◆ **Your assignment**:
Could you please retype all of the data below exactly?

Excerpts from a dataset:
== Segment start ==

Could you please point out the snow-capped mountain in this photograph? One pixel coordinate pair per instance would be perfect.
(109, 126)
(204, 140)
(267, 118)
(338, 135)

== Segment end ==

◆ **Reply to the task**:
Could you please point out the snow-capped mountain in this photograph? One pixel coordinate pair per instance would be perfect.
(109, 126)
(204, 140)
(267, 118)
(338, 135)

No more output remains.